* [Document passage]:
## START

Listening to the voice of the boys’ father on the radio – hearing how he struggled and failed to keep his family alive – I feel sick. To imagine being in that position is shocking and too horrific for words. We would all do everything we could to save our babies, even risk such incredibly dangerous journeys and slum conditions. Just think what they must be fleeing that is horrendous enough to force them to undertake such a migration with babes in arms.

But the cry that Britain is “too full” continues. The tone is slightly softer today perhaps, in the face of a wave of public opinion, but the answer is still that this is someone else’s problem. History will rightly judge our response harshly. Will this picture be a catalyst for the world to act? I am not hopeful. I have seen too much of the world to be hopeful.

Tonight, our house continues in it’s own little bubble of love and safety. It is full of the usual mayhem, always amplified on a work day, with all that catching up to be squeezed into just an hour or so. Snacks to be had, baths to be done. H gave me his report on his first day of school – it was awesome, apparently. M was full of the latest gossip from nursery and a tiny finger injury she had to show me ten times. My pudgy little T spouted general scribble and nonsense, as always. He was very proud of his newest word – popcorn – which he repeated endlessly.

## END

* [Dataset]:
## START

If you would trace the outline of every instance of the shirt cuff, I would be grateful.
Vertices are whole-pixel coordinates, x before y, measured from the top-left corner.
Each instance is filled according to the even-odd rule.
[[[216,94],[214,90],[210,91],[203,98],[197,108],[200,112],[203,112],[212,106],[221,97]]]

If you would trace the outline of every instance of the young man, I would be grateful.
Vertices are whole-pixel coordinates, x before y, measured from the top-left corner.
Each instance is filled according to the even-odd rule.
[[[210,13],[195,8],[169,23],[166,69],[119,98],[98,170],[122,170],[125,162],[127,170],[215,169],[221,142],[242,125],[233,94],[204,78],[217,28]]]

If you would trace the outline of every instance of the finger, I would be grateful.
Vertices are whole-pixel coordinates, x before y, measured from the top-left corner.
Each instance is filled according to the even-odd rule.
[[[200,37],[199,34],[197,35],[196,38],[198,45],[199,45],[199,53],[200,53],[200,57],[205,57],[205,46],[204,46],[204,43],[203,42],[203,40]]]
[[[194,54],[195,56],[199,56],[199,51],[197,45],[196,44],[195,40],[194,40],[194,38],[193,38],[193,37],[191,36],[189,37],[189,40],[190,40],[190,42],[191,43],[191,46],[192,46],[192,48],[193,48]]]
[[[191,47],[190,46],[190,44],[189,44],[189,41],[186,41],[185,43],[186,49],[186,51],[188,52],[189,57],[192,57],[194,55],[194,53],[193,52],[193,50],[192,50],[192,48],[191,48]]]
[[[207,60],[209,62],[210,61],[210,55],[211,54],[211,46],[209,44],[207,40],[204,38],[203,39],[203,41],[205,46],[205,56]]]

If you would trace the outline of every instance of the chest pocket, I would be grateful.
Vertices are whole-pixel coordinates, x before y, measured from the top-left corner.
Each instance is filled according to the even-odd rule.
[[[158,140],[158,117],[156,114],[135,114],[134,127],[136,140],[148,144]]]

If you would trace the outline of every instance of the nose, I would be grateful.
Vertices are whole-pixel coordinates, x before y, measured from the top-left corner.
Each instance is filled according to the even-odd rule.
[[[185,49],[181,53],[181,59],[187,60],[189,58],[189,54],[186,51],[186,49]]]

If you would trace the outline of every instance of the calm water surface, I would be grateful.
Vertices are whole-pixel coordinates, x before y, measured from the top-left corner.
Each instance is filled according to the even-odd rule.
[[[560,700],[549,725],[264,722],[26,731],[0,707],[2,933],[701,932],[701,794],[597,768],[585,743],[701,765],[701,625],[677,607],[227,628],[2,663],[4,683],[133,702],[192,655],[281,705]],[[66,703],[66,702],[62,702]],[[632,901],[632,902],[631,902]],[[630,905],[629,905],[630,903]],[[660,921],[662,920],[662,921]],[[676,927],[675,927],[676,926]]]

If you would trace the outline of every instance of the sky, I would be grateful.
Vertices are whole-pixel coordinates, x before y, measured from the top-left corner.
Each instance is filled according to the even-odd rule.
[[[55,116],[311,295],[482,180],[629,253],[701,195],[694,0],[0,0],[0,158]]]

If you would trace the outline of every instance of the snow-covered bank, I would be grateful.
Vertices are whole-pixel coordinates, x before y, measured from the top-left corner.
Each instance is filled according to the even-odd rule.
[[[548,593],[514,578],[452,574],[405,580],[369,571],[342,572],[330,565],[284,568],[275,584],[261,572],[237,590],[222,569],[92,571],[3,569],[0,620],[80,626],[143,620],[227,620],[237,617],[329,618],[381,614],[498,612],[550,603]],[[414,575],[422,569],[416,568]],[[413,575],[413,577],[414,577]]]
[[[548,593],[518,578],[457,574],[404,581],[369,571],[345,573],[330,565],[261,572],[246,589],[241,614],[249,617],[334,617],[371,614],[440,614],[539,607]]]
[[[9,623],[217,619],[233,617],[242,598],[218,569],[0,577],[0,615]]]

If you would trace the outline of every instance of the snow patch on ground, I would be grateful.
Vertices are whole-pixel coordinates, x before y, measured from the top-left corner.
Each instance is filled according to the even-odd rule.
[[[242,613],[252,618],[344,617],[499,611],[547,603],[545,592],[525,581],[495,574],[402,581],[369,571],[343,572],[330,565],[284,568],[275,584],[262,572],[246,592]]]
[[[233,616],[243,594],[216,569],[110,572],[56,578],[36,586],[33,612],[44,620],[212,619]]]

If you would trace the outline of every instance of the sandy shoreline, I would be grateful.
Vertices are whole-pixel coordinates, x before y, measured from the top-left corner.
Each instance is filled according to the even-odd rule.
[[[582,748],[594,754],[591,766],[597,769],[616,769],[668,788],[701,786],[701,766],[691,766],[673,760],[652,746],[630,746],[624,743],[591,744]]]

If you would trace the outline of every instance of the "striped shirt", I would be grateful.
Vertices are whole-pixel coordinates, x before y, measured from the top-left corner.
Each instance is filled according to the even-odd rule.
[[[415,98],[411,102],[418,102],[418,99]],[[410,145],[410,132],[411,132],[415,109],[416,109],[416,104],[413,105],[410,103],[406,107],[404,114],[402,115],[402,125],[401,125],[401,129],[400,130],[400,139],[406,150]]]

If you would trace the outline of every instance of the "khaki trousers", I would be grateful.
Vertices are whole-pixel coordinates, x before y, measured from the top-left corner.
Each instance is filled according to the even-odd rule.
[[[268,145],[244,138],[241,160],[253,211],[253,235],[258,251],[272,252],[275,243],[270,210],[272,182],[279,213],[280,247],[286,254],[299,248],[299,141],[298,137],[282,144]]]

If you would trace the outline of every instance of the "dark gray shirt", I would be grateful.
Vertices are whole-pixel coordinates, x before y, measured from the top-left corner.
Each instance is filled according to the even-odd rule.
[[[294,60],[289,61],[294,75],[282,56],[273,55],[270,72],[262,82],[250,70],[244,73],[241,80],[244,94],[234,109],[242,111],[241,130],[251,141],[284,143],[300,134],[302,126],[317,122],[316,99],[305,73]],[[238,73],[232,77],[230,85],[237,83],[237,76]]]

## END

* [Required tasks]:
A: In the passage about refugees and family life, translate this sentence into Spanish: "History will rightly judge our response harshly."
B: Carry the passage about refugees and family life forward, picking up after its last sentence.

* [Expected outputs]:
A: La historia juzgará, con razón, nuestra respuesta con dureza.

B:
I hurried them along when they were slowly munching snacks in front of the TV. I told them off when they squabbled in the bath. A standard night really. But I watched them with a shadow in the corner of my eye tonight.

They are my world, these three. One man’s world has gone dark today. I’m not religious but the saying “There but for the grace of God go I” says it all.

Tonight we cuddle perhaps just a little longer and harder than normal at bedtime, though they are in blissful ignorance as to why. And I am both deeply sad and thankful beyond measure.